Task to complete: Please set out every line of the material below as a numbered list, skipping any blank lines.

Some records
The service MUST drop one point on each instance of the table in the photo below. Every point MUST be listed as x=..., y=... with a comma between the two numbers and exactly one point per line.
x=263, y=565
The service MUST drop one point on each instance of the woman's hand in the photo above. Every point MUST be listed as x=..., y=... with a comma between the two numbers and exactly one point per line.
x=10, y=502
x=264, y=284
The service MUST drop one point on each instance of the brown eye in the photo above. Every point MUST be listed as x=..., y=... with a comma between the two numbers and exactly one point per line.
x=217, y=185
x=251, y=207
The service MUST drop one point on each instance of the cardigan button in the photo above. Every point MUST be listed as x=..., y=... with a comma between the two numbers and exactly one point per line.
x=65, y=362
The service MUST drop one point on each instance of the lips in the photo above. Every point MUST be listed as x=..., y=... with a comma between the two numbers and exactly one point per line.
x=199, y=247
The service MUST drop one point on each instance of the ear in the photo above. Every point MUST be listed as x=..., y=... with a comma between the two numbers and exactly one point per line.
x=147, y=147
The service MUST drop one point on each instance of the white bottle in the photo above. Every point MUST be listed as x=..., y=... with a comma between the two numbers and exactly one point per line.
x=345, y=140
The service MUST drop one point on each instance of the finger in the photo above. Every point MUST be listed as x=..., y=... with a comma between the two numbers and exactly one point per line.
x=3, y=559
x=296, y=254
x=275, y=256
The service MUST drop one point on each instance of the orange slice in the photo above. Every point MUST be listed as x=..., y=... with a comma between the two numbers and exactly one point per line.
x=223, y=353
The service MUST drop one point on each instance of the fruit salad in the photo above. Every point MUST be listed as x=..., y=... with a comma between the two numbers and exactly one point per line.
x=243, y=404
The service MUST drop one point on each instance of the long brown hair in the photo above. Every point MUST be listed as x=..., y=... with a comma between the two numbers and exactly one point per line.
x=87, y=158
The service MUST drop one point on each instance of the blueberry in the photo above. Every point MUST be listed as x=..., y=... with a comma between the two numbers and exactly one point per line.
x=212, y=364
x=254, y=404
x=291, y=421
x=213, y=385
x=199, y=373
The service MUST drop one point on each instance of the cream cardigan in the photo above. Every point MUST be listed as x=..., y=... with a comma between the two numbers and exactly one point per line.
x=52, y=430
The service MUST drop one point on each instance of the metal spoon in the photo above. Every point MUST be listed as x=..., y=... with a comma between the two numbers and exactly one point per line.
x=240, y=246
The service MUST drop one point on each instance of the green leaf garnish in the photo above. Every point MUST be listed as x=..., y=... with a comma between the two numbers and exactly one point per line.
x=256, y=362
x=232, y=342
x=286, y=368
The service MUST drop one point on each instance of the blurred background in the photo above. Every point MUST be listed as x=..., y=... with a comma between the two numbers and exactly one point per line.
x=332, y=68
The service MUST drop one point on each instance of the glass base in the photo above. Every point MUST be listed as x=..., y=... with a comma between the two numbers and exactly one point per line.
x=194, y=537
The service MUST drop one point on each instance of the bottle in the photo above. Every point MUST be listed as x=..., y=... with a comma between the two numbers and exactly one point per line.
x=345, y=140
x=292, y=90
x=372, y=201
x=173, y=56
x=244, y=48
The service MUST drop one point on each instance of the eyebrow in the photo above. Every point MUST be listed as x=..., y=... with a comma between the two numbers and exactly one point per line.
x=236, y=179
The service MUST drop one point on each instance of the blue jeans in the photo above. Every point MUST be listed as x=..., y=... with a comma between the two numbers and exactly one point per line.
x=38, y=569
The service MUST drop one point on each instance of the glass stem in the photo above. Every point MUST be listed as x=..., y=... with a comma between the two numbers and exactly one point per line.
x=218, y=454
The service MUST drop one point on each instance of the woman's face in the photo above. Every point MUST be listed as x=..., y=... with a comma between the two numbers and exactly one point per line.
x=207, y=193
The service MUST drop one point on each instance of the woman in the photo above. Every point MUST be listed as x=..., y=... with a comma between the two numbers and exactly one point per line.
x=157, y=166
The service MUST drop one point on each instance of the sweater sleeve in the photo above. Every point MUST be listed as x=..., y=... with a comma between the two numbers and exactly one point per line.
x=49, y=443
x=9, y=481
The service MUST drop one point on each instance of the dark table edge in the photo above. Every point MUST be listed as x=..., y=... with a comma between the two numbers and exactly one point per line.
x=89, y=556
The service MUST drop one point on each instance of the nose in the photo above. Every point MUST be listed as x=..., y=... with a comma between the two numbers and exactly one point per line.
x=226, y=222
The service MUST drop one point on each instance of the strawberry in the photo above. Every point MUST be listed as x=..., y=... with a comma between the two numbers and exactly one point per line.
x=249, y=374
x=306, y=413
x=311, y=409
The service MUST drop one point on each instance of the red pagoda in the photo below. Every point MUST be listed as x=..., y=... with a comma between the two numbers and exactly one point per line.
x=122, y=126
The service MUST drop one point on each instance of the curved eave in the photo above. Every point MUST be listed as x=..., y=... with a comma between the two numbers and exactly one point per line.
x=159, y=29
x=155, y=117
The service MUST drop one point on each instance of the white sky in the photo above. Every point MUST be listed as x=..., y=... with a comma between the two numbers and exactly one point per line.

Written solution:
1. The service MUST drop one point on each instance of the table in the photo below. Every point MUST be listed as x=..., y=... with a comma between the two numbers and exactly one point per line.
2. x=263, y=565
3. The service MUST drop one point on each instance of the woman's hand in the photo above. Every point MUST be listed as x=..., y=... with a comma between the two numbers and exactly one point per line.
4. x=10, y=502
5. x=264, y=284
6. The service MUST drop one point on each instance of the brown eye in the photo above. Every point MUST be listed as x=..., y=... with a comma between the two numbers and exactly one point per line.
7. x=217, y=185
8. x=251, y=207
9. The service MUST drop one point on each instance of the cardigan button in the photo above. Every point MUST be listed as x=..., y=... with a comma between the two numbers and exactly one point per line.
10. x=65, y=362
11. The service MUST drop one point on each instance of the lips in the photo above. Every point MUST be listed as x=..., y=... with a comma between the two numbers and exactly one point per line.
12. x=199, y=247
13. The service MUST drop one point on each instance of the ear in the photo above. Every point MUST be listed as x=..., y=... with a comma between the two numbers and exactly one point per line.
14. x=147, y=147
15. The service MUST drop one point on each instance of the white bottle in the photo above. Every point MUST be listed as x=..., y=... with a comma between the two numbers and exactly one point per line.
16. x=345, y=140
17. The service MUST drop one point on each instance of the finger in the photo above. Every point MUST be listed as x=..., y=... with a comma between the two numbers and exactly one point per line.
18. x=3, y=559
19. x=296, y=254
20. x=275, y=256
21. The service MUST drop one point on each instance of the orange slice in the photo above. Every point MUST be listed as x=..., y=... with a comma between the two numbers and exactly one point per line.
22. x=223, y=353
23. The service MUST drop one point on each instance of the fruit salad in the photo above. Every point MUST be listed as x=..., y=... with a comma between the two numbers and exactly one point per line.
24. x=243, y=404
25. The service MUST drop one point on each instance of the long brown hair in the photo above. Every point MUST be listed as x=..., y=... with a comma between the two numbers and exactly one point per line.
26. x=87, y=158
27. The service MUST drop one point on each instance of the blueberry in the photo above. Every point MUST be listed as x=..., y=... with a comma between the two numbers and exactly one point per line.
28. x=212, y=364
29. x=254, y=404
30. x=291, y=421
31. x=213, y=385
32. x=199, y=373
33. The service MUST drop one point on each instance of the cream cardigan in the photo above. Every point MUST be listed as x=..., y=... with a comma between the two numbers and exactly one point per line.
34. x=52, y=430
35. The service MUST drop one point on each instance of the metal spoon in the photo above. Every point MUST be listed as x=..., y=... with a comma between the two numbers and exactly one point per line.
36. x=240, y=246
37. The service MUST drop one point on each instance of the green leaf garnish in the photo above. Every point MUST be listed as x=..., y=... with a comma between the two numbers and exactly one point per line.
38. x=256, y=362
39. x=232, y=342
40. x=286, y=368
41. The service MUST drop one point on each instance of the blurred background in the photo above. Every point MUST be listed as x=..., y=... with a comma between the two numbers and exactly one point per line.
42. x=332, y=68
43. The service MUST drop one point on each instance of the glass base in the photo above. Every point MUST be listed as x=..., y=... with a comma between the two numbers and exactly one point per line.
44. x=194, y=537
45. The service MUST drop one point on each instance of the bottle in the photo above. Every point MUST be listed as x=..., y=... with a comma between the two numbers and exactly one point per line.
46. x=345, y=140
47. x=292, y=90
48. x=372, y=201
49. x=173, y=56
50. x=244, y=48
51. The service MUST drop one point on each instance of the eyebrow in the photo above. Every point MUST be listed as x=..., y=... with a comma between the two numbers and exactly one point per line.
52. x=236, y=179
53. The service MUST drop one point on each instance of the blue jeans in the photo above. Every point MUST be listed as x=..., y=... with a comma between the two numbers and exactly one point per line.
54. x=38, y=569
55. The service MUST drop one point on each instance of the glass stem in the photo above. Every point MUST be listed as x=..., y=... with a comma between the two numbers and exactly one point per line.
56. x=218, y=454
57. The service MUST drop one point on each instance of the woman's face in the photo above. Every point MUST be listed as x=..., y=... with a comma between the two numbers and exactly one point per line.
58. x=207, y=193
59. The service MUST drop one point on each instance of the woman in the photo above. Every point MUST be listed as x=..., y=... with a comma between the two numbers and exactly one point per line.
60. x=157, y=166
61. The service MUST drop one point on each instance of the sweater sleeve in the photo above. Every point MUST be listed as x=..., y=... with a comma between the two numbers and exactly one point per line.
62. x=49, y=443
63. x=9, y=481
64. The service MUST drop one point on each instance of the dark table edge in the photo above. Every point MUST be listed as x=..., y=... with a comma between the two numbers and exactly one point per line.
65. x=89, y=556
66. The service MUST drop one point on each instance of the nose in the photo above. Every point MUST be listed as x=..., y=... with a comma between the two numbers and exactly one point per line.
67. x=226, y=222
68. The service MUST drop one point on each instance of the strawberry in the photo above. Every point MUST be listed as x=..., y=... with a comma between the two numbers and exactly one point per line.
69. x=249, y=374
70. x=306, y=413
71. x=311, y=409
72. The service MUST drop one point on each instance of the red pagoda in the photo below. Every point MUST be listed as x=..., y=... with a comma between the two numbers and exactly one point per line.
73. x=122, y=126
74. The service MUST drop one point on each instance of the curved eave in the photo above. Every point MUST be listed as x=..., y=... with a comma between the two numbers and exactly one point per line.
75. x=159, y=29
76. x=155, y=117
77. The service MUST drop one point on each instance of the white sky in the photo above. Every point MUST be listed as x=..., y=... with a comma between the two numbers and exactly one point per line.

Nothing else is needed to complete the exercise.